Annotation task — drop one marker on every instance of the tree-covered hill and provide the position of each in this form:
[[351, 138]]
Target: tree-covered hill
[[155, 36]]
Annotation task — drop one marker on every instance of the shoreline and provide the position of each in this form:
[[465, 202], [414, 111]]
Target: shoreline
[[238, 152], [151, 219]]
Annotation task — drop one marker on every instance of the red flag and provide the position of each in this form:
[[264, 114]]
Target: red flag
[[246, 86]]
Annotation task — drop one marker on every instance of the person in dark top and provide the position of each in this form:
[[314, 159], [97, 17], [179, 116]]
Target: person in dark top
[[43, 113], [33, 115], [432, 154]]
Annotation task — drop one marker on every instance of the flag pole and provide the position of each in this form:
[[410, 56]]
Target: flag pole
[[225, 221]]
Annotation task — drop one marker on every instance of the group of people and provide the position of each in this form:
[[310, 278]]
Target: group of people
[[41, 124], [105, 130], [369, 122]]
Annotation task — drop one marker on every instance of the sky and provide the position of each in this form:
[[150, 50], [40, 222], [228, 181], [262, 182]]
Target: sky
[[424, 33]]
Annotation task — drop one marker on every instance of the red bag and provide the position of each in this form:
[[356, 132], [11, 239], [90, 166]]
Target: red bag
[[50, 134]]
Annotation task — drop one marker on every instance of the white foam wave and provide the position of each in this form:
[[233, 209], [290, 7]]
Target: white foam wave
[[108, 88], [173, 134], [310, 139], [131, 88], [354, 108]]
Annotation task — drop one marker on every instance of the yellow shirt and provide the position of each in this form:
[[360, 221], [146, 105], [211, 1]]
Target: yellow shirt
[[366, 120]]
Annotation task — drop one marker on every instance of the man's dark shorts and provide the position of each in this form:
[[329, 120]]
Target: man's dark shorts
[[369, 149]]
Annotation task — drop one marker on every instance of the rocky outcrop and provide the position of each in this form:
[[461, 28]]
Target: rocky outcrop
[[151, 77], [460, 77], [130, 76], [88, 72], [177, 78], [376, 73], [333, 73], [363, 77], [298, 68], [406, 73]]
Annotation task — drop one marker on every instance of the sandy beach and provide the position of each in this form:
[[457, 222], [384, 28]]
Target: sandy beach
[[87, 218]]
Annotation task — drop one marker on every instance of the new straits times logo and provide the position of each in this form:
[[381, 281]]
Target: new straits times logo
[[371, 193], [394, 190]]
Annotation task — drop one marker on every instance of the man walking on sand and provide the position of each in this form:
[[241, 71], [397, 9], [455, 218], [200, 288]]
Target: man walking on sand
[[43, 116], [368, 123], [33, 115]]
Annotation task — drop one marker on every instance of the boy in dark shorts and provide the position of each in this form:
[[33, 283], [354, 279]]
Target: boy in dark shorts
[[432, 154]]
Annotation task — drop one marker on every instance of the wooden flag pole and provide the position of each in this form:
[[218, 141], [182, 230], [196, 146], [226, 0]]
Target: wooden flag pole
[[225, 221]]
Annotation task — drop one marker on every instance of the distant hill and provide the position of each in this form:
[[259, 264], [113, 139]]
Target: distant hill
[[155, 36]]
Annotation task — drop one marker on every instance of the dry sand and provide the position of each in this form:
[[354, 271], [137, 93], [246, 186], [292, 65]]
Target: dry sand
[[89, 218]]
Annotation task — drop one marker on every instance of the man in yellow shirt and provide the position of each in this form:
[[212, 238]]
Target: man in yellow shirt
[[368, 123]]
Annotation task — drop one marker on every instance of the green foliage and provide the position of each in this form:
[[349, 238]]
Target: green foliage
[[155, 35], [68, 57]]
• • •
_The request_
Reproduce each of the items above word for word, from the first through the last.

_Output_
Annotation task — drop one marker on every instance of the tree-covered hill and provide the position of each in this form:
[[351, 138]]
Target: tree-covered hill
[[155, 36]]
Annotation task — drop one marker on every instance of the shoreline and provide the position of each in this form:
[[465, 202], [414, 111]]
Target: shoreline
[[238, 152], [151, 219]]
Annotation task — drop one marker on every instance of the red flag and provide the position of each in this form:
[[264, 114]]
Target: red flag
[[246, 86]]
Annotation task — drop one marker on every instance of the person in dark top and provide the position of each in this form:
[[314, 159], [97, 17], [179, 116]]
Target: person in dark top
[[43, 113], [33, 115], [432, 154]]
Annotation task — drop one marker on every instance of the flag pole and provide the position of each in this form:
[[410, 56]]
Target: flag pole
[[225, 221]]
Annotation task — drop one marker on every instance of the group of people and provide the position of each in this form:
[[310, 278]]
Target: group of people
[[41, 124], [105, 130], [369, 122]]
Annotation task — drop one marker on every instance of the sky and provide the position of each in this form:
[[150, 50], [40, 222], [228, 181], [262, 182]]
Target: sky
[[424, 33]]
Annotation task — drop one marker on every instance of the red bag and provide the position of each in this form:
[[356, 132], [11, 239], [90, 166]]
Target: red bag
[[50, 134]]
Annotation task — drop one marker on every instance of the white foam wave and provide the position of each in this form:
[[233, 209], [290, 7]]
Target: white foam wave
[[108, 88], [173, 134], [310, 139], [131, 88], [354, 108]]
Annotation task — drop one marker on every instance of the yellow shirt and provide the position of each in this form:
[[360, 221], [146, 105], [211, 1]]
Target: yellow shirt
[[366, 120]]
Annotation task — drop one marker on every instance of the man's dark shorts and provide the position of each in this form:
[[329, 120]]
Target: man's dark shorts
[[369, 149]]
Annotation task — drop one marker on every instance of the rocky outcrop and provide the position of each in this form:
[[461, 28]]
Target: rocky outcrop
[[151, 77], [460, 77], [130, 76], [88, 72], [177, 78], [376, 73], [333, 73], [363, 77], [298, 68], [406, 73]]
Annotation task — drop one marker on every instance of the sandy beach and provide the position of each in this form:
[[457, 222], [384, 28]]
Target: sandy beach
[[87, 218]]
Annotation task — drop one marker on every instance of the new straits times logo and provide the position of each in this form:
[[381, 281]]
Target: new straits times logo
[[371, 193], [394, 190]]
Annotation task — drop one marker on every instance of the man walking on sand and provide the position of each in this form:
[[241, 71], [397, 9], [455, 218], [200, 288]]
Target: man walking on sand
[[43, 116], [368, 123], [33, 115]]
Annotation task — drop one marker on every instance of the boy in dark shorts and provide the position of each in this form:
[[33, 283], [354, 279]]
Target: boy in dark shorts
[[432, 154]]
Annotation task — drop one marker on every instance of the wooden flag pole and provide the position of each in this form:
[[218, 141], [182, 230], [196, 146], [226, 0]]
Target: wooden flag pole
[[225, 221]]
Annotation task — drop one marker on every instance of the distant hill and provide the position of each in this form:
[[259, 264], [113, 139]]
Target: distant hill
[[155, 36]]
Annotation task — drop one marker on every instance of the dry sand and provide the position of each in this form:
[[354, 271], [137, 93], [246, 186], [292, 65]]
Target: dry sand
[[89, 218]]
Annotation task — drop one marker on every instance of the man in yellow shirt and provide the position of each in this form:
[[212, 238]]
Target: man in yellow shirt
[[368, 123]]
Annotation task — drop one marker on every instance of the green foliage and provide the position of each in this form:
[[349, 238]]
Target: green foliage
[[155, 35], [68, 57]]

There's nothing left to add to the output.